*Description of the task*. Print out the data below in full, exactly as written.

====== Data to use

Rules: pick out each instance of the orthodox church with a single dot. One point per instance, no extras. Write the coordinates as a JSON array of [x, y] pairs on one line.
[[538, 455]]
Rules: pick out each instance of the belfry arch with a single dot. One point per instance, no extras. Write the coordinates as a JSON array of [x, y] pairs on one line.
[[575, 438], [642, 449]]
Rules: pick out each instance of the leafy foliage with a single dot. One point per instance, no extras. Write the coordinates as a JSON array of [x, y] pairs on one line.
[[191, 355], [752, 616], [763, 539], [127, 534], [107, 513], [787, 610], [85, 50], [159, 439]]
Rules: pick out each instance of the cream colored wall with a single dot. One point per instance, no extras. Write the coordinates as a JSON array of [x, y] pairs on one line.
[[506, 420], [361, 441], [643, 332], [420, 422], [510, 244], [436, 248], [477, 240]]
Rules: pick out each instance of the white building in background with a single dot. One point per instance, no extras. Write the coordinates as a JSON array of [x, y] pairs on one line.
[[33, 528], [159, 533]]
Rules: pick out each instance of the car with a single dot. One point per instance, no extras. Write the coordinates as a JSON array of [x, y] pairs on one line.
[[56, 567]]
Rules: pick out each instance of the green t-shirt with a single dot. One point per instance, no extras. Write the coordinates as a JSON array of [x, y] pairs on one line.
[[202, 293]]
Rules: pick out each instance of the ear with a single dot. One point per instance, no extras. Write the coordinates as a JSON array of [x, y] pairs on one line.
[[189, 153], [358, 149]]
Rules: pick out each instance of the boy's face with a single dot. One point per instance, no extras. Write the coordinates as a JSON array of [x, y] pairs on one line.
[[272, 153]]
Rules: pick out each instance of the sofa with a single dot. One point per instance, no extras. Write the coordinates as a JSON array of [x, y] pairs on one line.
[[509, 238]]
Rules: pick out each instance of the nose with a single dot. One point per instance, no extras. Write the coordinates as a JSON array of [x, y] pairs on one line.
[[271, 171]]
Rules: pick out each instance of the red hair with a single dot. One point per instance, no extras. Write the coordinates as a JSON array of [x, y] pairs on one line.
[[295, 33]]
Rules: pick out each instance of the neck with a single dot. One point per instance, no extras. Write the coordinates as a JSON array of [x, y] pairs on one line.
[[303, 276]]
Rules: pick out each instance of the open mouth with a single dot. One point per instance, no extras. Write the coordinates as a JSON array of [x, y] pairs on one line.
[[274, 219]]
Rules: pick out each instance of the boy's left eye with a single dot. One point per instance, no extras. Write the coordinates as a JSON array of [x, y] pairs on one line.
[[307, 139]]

============

*Written response*.
Rules: pick out each instance of the orthodox church with a single dot. One point per instance, no extras. Write the coordinates as a JSON array of [x, y] pairs on one line.
[[538, 455]]
Rules: pick out each instance of the belfry arch with a single dot. One point per instance, no extras. Write the coordinates as a JSON array of [x, y] pairs on one line.
[[575, 438], [642, 449]]
Rules: pick out each instance of the leafy foliage with a single dot. One point per instance, no extras. Write the coordinates as a JSON array of [x, y] pairs on one line.
[[191, 355], [752, 616], [763, 539], [127, 534], [107, 513], [787, 610], [85, 50], [159, 439]]
Rules: pick out each instance of the cream colored wall with a single dot. One point per instance, no extras. Write the coordinates as a JSON array of [x, y] pairs on one line.
[[506, 420], [361, 441], [643, 332], [420, 422], [510, 244], [436, 248], [477, 240]]
Rules: pick out each instance of the white building in background with a single dot. One point per instance, no extras. Write the coordinates as a JSON array of [x, y] pairs on one line.
[[33, 528], [159, 533]]
Rules: pick out each instance of the car with a single dot. One point per instance, no extras. Write the coordinates as a JSON array of [x, y] pairs on one line.
[[56, 567]]
Rules: pick out each instance of the green t-shirt with a single dot. One point per instance, no extras. Write the coordinates as a JSON array of [x, y] pairs on one line.
[[202, 293]]
Rules: pick out each instance of the ear with a single dot. One point per instance, no extras. Write the coordinates as a JSON array of [x, y] pairs on one line.
[[189, 153], [358, 149]]
Rules: pick out each instance of the boy's face with a single dot. One point per instance, no extras. Write the coordinates as a JSON array of [x, y] pairs on one line.
[[272, 153]]
Rules: pick out each instance of the sofa with a single dot. One point per instance, no extras. Write the coordinates as a JSON array of [x, y] pairs on one line.
[[509, 238]]
Rules: pick out each instance of the nose with a single dot. One point per instance, no extras. Write the coordinates as a JSON array of [x, y] pairs on one line.
[[271, 171]]
Rules: pick out each instance of the red hair with a single dot. One point per instance, no extras. Write the coordinates as a JSON array of [x, y] pairs on one line.
[[295, 33]]
Rules: pick out each instance of the neck with a single dot. One point per instance, no extras. Write the coordinates as a JSON array of [x, y] pairs on one line.
[[303, 276]]
Rules: pick out each instance of the open mouth with a single dot. One point per instance, no extras. Write the coordinates as a JSON array of [x, y] pairs on one line.
[[274, 219]]
Rules: pick out each instance of the boy's left eye with a single dot. One point per instance, no extras. Write the coordinates as a JSON array of [x, y] pairs on one line.
[[307, 139]]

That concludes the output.